◆ **Task**
Pick out each line in the data below that contains the word "mask".
+---+
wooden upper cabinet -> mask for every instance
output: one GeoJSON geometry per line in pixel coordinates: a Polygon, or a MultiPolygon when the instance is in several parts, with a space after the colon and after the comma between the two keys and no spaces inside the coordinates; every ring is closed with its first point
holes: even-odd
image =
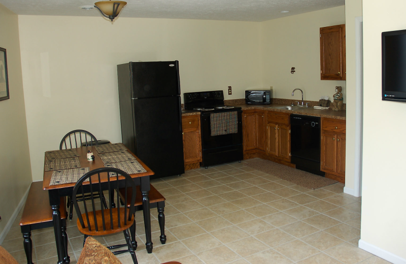
{"type": "Polygon", "coordinates": [[[265,111],[255,113],[255,123],[256,128],[256,148],[260,150],[265,150],[265,111]]]}
{"type": "Polygon", "coordinates": [[[243,113],[243,147],[244,151],[255,149],[255,113],[243,113]]]}
{"type": "Polygon", "coordinates": [[[346,25],[320,27],[321,80],[346,80],[346,25]]]}

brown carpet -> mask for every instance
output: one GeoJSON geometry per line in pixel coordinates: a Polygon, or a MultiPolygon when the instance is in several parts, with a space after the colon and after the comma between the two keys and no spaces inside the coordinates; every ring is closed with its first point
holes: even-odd
{"type": "Polygon", "coordinates": [[[339,182],[264,159],[245,161],[247,166],[308,189],[318,189],[339,182]]]}

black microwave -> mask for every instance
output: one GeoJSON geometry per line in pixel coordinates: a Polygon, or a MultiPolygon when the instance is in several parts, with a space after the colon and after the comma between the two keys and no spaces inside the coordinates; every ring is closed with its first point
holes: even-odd
{"type": "Polygon", "coordinates": [[[245,91],[245,103],[250,105],[270,105],[270,91],[245,91]]]}

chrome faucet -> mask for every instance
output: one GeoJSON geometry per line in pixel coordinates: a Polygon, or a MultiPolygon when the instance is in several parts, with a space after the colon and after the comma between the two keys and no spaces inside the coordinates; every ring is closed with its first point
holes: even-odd
{"type": "Polygon", "coordinates": [[[302,107],[304,106],[303,105],[303,91],[302,91],[301,89],[299,89],[298,88],[296,88],[296,89],[293,90],[293,91],[292,92],[292,96],[293,96],[293,93],[294,93],[295,91],[296,91],[296,90],[299,90],[299,91],[300,91],[301,92],[301,106],[299,106],[299,102],[297,102],[297,106],[302,106],[302,107]]]}

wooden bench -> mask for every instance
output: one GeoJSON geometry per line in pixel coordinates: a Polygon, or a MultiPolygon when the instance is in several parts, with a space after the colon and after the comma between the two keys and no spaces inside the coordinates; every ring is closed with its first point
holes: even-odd
{"type": "MultiPolygon", "coordinates": [[[[161,193],[158,191],[158,190],[152,186],[152,184],[150,185],[150,190],[148,197],[149,197],[149,203],[151,208],[157,208],[158,210],[158,222],[159,223],[159,229],[161,230],[161,235],[159,236],[159,240],[161,241],[161,244],[164,244],[166,242],[166,236],[165,235],[165,215],[163,214],[164,208],[165,207],[165,197],[163,195],[161,194],[161,193]]],[[[127,196],[129,195],[131,188],[128,189],[127,196]]],[[[124,199],[125,195],[124,189],[120,189],[120,197],[121,199],[121,204],[124,205],[122,201],[125,201],[124,199]]],[[[129,197],[126,201],[130,201],[129,197]]],[[[127,207],[129,206],[129,204],[127,205],[127,207]]],[[[137,186],[137,194],[136,196],[136,212],[137,211],[141,211],[143,210],[143,196],[141,191],[140,189],[140,186],[137,186]]],[[[135,223],[135,221],[134,221],[135,223]]],[[[137,247],[137,242],[135,241],[135,238],[133,243],[134,243],[134,247],[137,247]]]]}
{"type": "MultiPolygon", "coordinates": [[[[60,199],[59,210],[62,220],[62,235],[65,255],[67,256],[67,236],[66,232],[66,219],[67,214],[65,208],[65,198],[63,197],[60,199]]],[[[27,263],[33,264],[31,231],[53,226],[52,209],[49,205],[48,191],[42,189],[42,181],[35,182],[31,184],[20,221],[20,226],[24,238],[24,250],[25,251],[27,263]]],[[[70,261],[69,258],[67,256],[65,260],[70,261]]]]}

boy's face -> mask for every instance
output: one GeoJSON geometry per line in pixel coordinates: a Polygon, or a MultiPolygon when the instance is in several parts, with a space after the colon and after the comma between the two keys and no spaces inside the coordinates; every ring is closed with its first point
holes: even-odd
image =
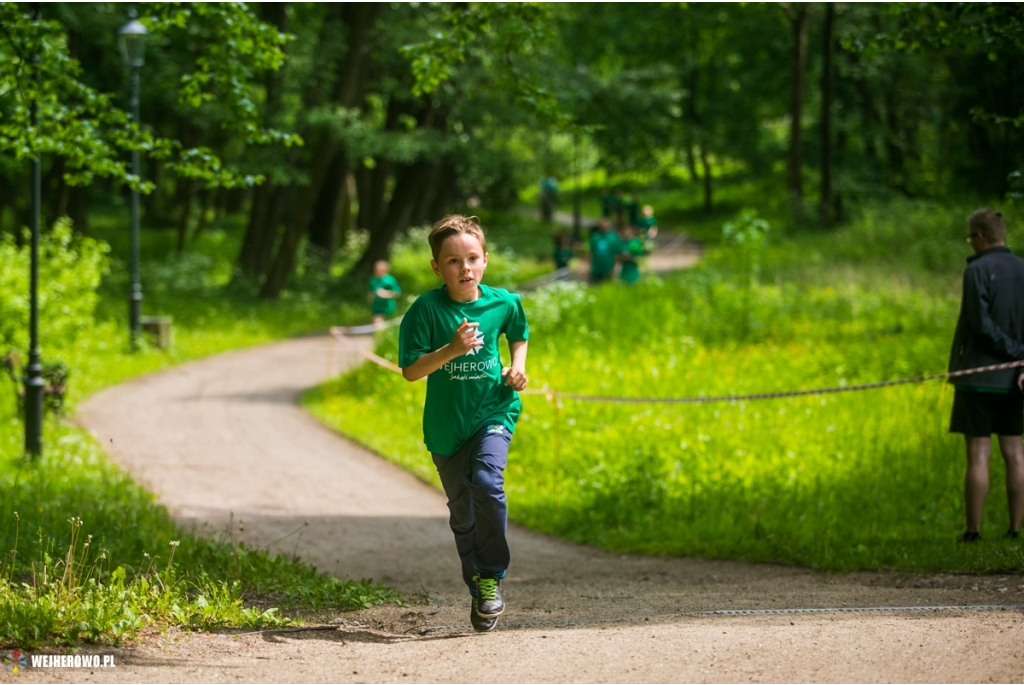
{"type": "Polygon", "coordinates": [[[431,260],[430,267],[444,281],[449,297],[469,302],[479,292],[483,269],[487,268],[487,253],[475,236],[457,233],[441,243],[437,260],[431,260]]]}

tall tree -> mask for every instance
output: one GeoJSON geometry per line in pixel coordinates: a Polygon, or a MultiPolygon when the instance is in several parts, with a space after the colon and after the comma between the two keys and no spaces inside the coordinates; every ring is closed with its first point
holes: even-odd
{"type": "Polygon", "coordinates": [[[790,98],[790,155],[787,160],[786,185],[794,198],[804,197],[804,77],[807,72],[807,23],[809,5],[783,3],[782,9],[790,20],[793,40],[793,90],[790,98]]]}
{"type": "Polygon", "coordinates": [[[830,225],[835,218],[833,206],[833,57],[835,55],[836,5],[825,3],[824,31],[821,45],[821,194],[818,217],[830,225]]]}

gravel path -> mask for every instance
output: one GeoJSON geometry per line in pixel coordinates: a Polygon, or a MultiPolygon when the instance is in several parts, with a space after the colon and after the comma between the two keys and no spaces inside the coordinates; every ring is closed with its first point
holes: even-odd
{"type": "Polygon", "coordinates": [[[339,614],[331,630],[171,631],[114,651],[114,670],[29,671],[18,680],[1024,679],[1020,611],[691,613],[1017,604],[1021,576],[829,575],[620,556],[518,527],[509,610],[495,633],[472,634],[442,496],[296,405],[304,388],[355,362],[327,336],[298,338],[110,388],[79,418],[185,525],[297,553],[325,571],[373,577],[429,603],[339,614]]]}

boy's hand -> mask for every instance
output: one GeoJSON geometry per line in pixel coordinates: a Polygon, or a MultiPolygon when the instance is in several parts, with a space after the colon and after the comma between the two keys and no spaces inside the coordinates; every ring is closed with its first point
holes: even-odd
{"type": "Polygon", "coordinates": [[[470,324],[463,317],[462,324],[455,330],[452,342],[449,343],[456,356],[462,356],[466,352],[483,345],[483,338],[477,337],[479,328],[480,325],[478,323],[474,322],[470,324]]]}
{"type": "Polygon", "coordinates": [[[505,367],[502,369],[502,378],[505,379],[505,385],[510,386],[513,390],[525,390],[526,384],[529,383],[529,379],[526,378],[526,374],[522,373],[515,367],[505,367]]]}

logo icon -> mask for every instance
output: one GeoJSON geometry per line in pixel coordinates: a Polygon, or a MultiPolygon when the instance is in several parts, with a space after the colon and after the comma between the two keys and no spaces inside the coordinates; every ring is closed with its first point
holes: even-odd
{"type": "Polygon", "coordinates": [[[480,329],[476,329],[476,339],[480,341],[479,347],[474,347],[473,349],[466,352],[466,356],[474,356],[478,351],[483,349],[483,333],[480,329]]]}
{"type": "Polygon", "coordinates": [[[23,669],[28,668],[29,657],[24,652],[14,649],[4,654],[3,662],[9,673],[20,673],[23,669]]]}

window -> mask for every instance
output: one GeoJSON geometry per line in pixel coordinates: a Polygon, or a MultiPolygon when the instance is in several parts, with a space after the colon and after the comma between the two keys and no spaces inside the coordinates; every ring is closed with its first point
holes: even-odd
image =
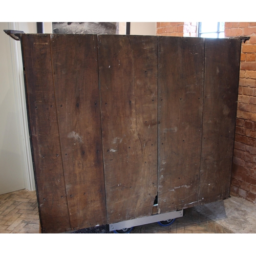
+---+
◆ **Answer below**
wooden upper cabinet -> mask for every instance
brown carpet -> mask for every instance
black microwave -> mask for every instance
chrome faucet -> mask for every instance
wooden bench -> mask for every instance
boy's face -> mask for every instance
tall tree -> mask for every instance
gravel path -> mask for every instance
boy's hand -> mask for every instance
logo icon -> mask for every instance
window -> mask for every instance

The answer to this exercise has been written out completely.